*What you need to do*: Gather every line of the listing below that contains the word "brown". Matches are case-sensitive.
— Begin Materials provided —
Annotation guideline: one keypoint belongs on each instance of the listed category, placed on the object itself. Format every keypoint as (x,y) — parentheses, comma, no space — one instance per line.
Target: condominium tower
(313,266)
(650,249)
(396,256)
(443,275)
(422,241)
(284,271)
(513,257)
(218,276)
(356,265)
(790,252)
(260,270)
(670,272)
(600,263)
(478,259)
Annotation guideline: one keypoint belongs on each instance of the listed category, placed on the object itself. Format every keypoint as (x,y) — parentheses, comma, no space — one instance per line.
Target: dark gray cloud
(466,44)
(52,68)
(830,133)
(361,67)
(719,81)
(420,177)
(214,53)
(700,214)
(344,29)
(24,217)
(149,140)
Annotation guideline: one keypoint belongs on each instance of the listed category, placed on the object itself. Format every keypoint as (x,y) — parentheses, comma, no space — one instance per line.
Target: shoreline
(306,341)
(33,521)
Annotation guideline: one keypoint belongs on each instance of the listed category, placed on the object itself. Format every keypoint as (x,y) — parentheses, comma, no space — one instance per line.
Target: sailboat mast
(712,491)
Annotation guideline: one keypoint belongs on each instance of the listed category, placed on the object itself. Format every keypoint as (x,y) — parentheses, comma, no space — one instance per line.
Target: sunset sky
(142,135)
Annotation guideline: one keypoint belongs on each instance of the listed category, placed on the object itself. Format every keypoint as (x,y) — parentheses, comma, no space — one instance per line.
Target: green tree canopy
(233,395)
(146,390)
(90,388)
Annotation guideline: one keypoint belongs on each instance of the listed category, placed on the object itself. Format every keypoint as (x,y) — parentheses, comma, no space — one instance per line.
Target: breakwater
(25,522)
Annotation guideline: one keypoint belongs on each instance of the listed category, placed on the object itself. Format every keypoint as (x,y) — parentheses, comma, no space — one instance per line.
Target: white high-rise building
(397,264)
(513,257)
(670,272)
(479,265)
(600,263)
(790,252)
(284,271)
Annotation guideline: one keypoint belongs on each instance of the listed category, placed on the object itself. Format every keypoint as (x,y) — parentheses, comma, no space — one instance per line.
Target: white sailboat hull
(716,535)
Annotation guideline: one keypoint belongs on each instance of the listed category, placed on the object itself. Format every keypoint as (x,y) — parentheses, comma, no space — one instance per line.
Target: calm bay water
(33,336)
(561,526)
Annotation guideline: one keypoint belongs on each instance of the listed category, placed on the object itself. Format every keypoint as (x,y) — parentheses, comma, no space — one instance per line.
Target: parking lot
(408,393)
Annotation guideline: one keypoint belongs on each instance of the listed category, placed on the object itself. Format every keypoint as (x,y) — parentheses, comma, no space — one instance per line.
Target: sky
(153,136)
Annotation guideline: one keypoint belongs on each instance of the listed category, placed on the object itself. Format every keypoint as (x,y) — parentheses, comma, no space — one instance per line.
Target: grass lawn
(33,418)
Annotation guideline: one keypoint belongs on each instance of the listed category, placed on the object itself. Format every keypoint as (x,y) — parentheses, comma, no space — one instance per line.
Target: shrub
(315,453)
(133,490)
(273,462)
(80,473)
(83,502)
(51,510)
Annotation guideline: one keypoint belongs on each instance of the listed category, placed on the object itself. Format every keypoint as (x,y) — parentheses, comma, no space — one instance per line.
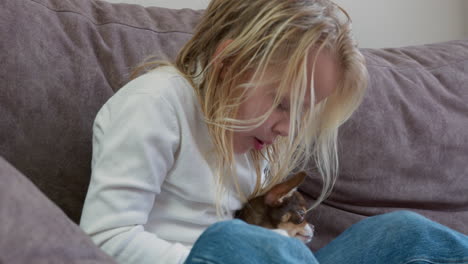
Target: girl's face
(326,78)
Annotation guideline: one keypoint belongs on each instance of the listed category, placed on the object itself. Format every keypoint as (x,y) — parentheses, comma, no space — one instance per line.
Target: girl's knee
(226,228)
(398,222)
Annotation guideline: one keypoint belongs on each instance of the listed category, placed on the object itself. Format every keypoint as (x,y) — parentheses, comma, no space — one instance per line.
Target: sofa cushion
(35,230)
(60,61)
(407,145)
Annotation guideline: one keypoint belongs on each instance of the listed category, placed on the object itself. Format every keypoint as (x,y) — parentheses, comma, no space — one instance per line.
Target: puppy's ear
(274,197)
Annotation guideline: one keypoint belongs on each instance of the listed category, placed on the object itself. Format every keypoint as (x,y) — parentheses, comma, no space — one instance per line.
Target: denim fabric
(400,237)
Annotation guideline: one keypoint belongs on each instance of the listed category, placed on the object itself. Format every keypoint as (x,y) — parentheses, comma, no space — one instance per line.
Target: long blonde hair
(265,33)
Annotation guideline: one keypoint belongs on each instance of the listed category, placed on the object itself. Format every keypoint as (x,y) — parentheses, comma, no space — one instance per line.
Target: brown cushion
(407,145)
(60,61)
(35,230)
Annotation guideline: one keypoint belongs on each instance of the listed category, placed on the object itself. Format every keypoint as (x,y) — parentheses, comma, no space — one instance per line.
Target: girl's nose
(282,127)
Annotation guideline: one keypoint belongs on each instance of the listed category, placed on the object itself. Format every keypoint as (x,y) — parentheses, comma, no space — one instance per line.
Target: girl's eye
(283,106)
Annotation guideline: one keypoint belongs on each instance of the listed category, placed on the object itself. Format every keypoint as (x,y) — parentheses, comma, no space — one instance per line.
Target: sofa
(406,147)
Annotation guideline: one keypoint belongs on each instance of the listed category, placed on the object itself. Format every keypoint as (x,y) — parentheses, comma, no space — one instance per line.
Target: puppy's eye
(285,217)
(300,215)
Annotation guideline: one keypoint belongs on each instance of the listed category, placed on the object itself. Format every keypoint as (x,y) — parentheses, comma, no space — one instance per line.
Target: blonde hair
(265,33)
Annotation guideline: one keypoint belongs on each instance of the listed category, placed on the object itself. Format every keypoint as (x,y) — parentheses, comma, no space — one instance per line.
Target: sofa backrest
(60,61)
(405,147)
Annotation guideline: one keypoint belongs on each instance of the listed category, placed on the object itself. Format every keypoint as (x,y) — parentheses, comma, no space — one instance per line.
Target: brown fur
(282,207)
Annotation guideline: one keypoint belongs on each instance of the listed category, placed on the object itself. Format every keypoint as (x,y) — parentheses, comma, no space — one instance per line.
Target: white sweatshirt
(152,190)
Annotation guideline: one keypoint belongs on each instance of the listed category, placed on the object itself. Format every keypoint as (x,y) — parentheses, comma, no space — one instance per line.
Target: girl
(183,146)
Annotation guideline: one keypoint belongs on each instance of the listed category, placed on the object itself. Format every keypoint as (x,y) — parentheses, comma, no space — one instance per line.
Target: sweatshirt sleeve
(134,146)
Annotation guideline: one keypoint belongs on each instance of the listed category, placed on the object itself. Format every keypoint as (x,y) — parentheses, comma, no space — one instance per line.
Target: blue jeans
(396,238)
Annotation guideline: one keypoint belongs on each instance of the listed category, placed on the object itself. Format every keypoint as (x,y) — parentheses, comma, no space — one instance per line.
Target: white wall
(383,23)
(392,23)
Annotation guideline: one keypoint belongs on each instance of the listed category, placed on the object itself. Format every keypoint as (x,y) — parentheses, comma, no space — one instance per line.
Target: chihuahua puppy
(282,207)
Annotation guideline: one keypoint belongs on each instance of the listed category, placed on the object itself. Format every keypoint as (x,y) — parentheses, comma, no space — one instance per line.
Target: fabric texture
(153,188)
(406,146)
(398,237)
(60,61)
(34,230)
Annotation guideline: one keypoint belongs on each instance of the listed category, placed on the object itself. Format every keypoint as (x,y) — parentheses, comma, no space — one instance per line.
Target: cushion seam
(418,66)
(109,23)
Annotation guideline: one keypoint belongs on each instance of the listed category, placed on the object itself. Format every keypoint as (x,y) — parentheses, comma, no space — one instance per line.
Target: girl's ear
(217,62)
(274,197)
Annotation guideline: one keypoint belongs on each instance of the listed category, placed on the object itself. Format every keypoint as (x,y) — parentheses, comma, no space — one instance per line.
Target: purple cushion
(34,230)
(60,61)
(407,145)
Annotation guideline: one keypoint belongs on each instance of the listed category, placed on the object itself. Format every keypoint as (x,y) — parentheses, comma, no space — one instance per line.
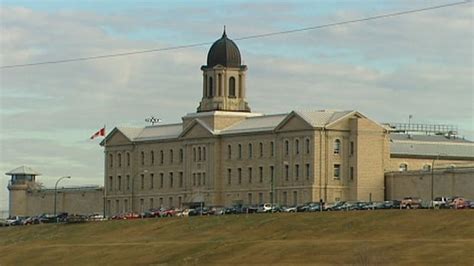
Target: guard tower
(22,179)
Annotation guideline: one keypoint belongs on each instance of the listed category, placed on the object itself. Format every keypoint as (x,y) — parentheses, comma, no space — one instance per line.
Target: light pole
(56,192)
(432,179)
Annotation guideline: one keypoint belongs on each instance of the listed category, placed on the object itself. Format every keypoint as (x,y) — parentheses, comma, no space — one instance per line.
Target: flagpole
(105,169)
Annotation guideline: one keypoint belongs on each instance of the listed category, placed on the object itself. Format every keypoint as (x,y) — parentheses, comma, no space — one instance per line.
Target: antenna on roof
(153,120)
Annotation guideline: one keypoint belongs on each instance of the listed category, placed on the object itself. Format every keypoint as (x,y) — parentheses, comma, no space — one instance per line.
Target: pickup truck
(440,203)
(410,203)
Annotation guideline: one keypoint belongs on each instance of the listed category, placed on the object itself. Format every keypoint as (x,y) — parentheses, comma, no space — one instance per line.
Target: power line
(388,15)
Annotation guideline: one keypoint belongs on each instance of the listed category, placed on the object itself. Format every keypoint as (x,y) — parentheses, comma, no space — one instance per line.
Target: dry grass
(444,237)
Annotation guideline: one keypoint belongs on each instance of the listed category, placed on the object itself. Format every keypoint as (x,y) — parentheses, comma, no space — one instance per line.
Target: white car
(266,207)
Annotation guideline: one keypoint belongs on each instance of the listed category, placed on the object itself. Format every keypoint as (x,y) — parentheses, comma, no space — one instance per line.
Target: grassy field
(397,237)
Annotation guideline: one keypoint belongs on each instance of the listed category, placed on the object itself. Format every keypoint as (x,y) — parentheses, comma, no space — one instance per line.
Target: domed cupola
(224,52)
(223,78)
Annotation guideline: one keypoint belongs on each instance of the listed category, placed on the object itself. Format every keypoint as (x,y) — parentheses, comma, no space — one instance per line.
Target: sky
(418,64)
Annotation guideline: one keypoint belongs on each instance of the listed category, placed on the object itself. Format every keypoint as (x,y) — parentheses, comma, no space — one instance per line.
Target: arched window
(337,146)
(211,87)
(232,87)
(426,167)
(403,167)
(219,85)
(297,146)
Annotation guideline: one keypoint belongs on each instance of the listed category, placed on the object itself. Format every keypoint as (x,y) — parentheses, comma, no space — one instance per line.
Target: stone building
(28,197)
(225,154)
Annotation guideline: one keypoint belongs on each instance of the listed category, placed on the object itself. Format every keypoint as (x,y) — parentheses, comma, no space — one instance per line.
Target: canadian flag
(100,133)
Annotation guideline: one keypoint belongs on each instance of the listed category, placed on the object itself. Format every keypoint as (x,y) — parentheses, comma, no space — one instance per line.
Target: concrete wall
(447,182)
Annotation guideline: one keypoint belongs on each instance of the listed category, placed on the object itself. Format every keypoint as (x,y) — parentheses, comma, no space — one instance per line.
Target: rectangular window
(272,173)
(297,171)
(250,175)
(152,181)
(308,171)
(337,171)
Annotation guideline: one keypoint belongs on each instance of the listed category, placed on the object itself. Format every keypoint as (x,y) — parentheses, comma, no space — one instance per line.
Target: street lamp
(432,178)
(56,192)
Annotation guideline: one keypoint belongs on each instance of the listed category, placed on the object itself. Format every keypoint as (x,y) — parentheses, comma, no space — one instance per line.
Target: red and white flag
(100,133)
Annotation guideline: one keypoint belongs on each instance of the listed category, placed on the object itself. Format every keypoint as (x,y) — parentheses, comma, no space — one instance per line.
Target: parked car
(411,203)
(289,209)
(440,203)
(266,207)
(459,203)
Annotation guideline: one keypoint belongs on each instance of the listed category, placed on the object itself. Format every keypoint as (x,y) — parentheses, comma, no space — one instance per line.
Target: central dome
(223,52)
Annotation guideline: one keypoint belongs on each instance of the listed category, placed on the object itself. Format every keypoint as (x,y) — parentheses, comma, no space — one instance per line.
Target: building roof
(224,52)
(424,145)
(322,118)
(23,170)
(255,124)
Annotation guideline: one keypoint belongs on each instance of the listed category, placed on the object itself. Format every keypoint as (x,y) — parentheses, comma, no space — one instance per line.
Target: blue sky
(420,64)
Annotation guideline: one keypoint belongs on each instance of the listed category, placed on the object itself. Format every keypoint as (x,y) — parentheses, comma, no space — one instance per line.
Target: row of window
(211,91)
(123,206)
(117,184)
(142,158)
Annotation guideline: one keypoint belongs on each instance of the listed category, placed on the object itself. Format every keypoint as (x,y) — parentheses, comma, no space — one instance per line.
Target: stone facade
(457,181)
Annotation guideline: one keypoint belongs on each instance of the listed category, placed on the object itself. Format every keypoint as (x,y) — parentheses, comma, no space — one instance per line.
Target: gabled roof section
(158,132)
(23,170)
(317,119)
(255,124)
(195,122)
— End Materials provided —
*Problem solution*:
Target: brown cushion
Target: brown fur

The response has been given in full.